Rewrite the stretch of the forum thread on junior staff from "PP here - just" through "is the problem.", swapping "cocktail party" for "retirement lunch".

-- begin SOURCE EXTRACT --

Disappointed in junior staff

Anonymous
Anonymous wrote:
Anonymous wrote:
Anonymous wrote:Irrelevant of your feelings on this, your boss noticed and commented, so the culture of your office (rightly or wrongly) is to judge people based on their presence at these events. I think it would be a kindness to tip off your junior employees. They may be thinking "not mandatory means totally optional, this is just for people who WANT to go" and have absolutely no idea that their absences are noted and commented on.

I would NOT bring this up in their annual review - it is not relevant to their immediate work, and it was optional.

But I would try and give them a heads up, because if I were in their shoes, I'd want to know. Something casual, off the record, like at the end of a phone call. "Hey, just a small thing - Big Boss noticed you weren't at either of the holiday events. I know they are optional, so you have every right not to come, but I figured if I were in your shoes I'd want a heads up that she does pay attention. I think it might help her impression of you if you were able to attend things like this when they come up. If there's anything I can do to make that easier for you, let me know."


PP here - just wanted to add, this also gives them the opportunity to say something like "argh, Mondays and Friday are impossible for me because of childcare! What bad luck!" which then gives YOU the opportunity to advocate for your staff, like saying something to your boss. "Larlo mentioned he was so bummed to miss the cocktail party! He had a scheduling conflict but would have liked to be there." And maybe in the moment next time, instead of shrugging your shoulders when the boss comments, you'd be able to say "oh, yes, they were sad to miss this, the time just did not work for them. Mid week is really much better for my staff" rather than implicitly agreeing with your boss when she commented.


if you are providing childcare for your child on Mondays and Fridays you arent working. THIS is the problem.


So you only hire people without kids… your budget better speak for itself!
Anonymous
Anonymous wrote:
Anonymous wrote:
Anonymous wrote:Irrelevant of your feelings on this, your boss noticed and commented, so the culture of your office (rightly or wrongly) is to judge people based on their presence at these events. I think it would be a kindness to tip off your junior employees. They may be thinking "not mandatory means totally optional, this is just for people who WANT to go" and have absolutely no idea that their absences are noted and commented on.

-- end SOURCE EXTRACT --
-- begin DATA LISTING --

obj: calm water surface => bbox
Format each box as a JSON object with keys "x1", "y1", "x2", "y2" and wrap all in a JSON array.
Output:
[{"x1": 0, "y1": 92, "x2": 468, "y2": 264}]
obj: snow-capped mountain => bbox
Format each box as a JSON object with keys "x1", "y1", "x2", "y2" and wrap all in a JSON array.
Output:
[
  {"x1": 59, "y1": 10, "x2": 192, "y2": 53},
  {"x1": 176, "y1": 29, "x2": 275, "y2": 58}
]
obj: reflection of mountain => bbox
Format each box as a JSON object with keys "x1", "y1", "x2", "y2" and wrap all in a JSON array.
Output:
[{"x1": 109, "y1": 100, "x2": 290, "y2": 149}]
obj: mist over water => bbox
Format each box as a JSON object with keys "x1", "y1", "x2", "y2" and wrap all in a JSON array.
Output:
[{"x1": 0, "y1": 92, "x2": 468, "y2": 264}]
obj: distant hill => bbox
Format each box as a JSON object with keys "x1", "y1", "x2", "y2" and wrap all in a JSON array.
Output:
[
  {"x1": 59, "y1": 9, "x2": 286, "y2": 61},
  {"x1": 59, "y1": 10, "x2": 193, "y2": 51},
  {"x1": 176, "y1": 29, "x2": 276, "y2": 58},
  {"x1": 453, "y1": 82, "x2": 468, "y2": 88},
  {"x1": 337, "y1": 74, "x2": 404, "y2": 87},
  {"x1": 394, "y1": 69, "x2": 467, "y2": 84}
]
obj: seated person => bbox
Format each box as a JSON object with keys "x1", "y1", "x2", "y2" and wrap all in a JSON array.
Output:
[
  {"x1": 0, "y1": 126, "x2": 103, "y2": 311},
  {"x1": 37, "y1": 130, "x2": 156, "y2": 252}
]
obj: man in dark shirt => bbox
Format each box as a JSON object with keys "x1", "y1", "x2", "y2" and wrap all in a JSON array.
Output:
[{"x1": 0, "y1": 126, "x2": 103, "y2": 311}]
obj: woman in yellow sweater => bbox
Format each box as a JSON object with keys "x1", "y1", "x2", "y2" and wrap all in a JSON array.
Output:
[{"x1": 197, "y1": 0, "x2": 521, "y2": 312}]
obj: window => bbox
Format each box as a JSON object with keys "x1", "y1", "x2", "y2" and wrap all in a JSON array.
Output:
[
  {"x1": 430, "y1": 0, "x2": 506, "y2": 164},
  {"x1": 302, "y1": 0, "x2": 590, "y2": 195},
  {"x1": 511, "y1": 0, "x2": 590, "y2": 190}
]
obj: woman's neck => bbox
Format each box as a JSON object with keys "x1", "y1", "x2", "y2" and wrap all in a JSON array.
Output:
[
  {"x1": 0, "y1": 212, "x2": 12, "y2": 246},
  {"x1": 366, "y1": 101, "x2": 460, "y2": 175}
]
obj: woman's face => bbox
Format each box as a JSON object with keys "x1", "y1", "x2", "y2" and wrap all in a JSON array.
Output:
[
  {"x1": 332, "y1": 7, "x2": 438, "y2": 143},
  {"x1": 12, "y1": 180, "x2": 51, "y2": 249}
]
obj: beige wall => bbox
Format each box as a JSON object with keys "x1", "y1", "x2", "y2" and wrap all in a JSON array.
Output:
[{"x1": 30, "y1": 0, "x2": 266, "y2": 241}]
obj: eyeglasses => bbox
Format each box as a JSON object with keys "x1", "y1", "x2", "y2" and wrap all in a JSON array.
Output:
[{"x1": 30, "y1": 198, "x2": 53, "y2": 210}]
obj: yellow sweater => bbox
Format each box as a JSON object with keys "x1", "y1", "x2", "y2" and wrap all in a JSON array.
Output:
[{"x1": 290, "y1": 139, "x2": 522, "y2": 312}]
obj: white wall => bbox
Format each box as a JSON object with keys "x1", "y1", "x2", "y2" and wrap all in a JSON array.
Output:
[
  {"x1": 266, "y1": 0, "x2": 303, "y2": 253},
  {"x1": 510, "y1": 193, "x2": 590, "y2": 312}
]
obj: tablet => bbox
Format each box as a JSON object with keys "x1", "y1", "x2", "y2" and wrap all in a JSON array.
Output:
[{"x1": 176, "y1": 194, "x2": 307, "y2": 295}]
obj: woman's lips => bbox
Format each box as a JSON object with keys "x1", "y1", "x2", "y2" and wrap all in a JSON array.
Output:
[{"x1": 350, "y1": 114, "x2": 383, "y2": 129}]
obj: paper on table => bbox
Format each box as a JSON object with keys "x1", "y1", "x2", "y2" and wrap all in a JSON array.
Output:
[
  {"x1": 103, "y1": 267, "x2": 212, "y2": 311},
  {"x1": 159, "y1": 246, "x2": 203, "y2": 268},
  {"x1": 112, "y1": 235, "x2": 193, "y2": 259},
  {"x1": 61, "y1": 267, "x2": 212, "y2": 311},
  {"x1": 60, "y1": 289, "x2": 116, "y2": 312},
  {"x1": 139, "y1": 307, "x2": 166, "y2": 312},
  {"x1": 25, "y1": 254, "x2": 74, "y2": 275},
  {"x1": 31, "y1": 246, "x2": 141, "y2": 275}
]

-- end DATA LISTING --

SOLVED EXERCISE:
PP here - just wanted to add, this also gives them the opportunity to say something like "argh, Mondays and Friday are impossible for me because of childcare! What bad luck!" which then gives YOU the opportunity to advocate for your staff, like saying something to your boss. "Larlo mentioned he was so bummed to miss the retirement lunch! He had a scheduling conflict but would have liked to be there." And maybe in the moment next time, instead of shrugging your shoulders when the boss comments, you'd be able to say "oh, yes, they were sad to miss this, the time just did not work for them. Mid week is really much better for my staff" rather than implicitly agreeing with your boss when she commented.


if you are providing childcare for your child on Mondays and Fridays you arent working. THIS is the problem.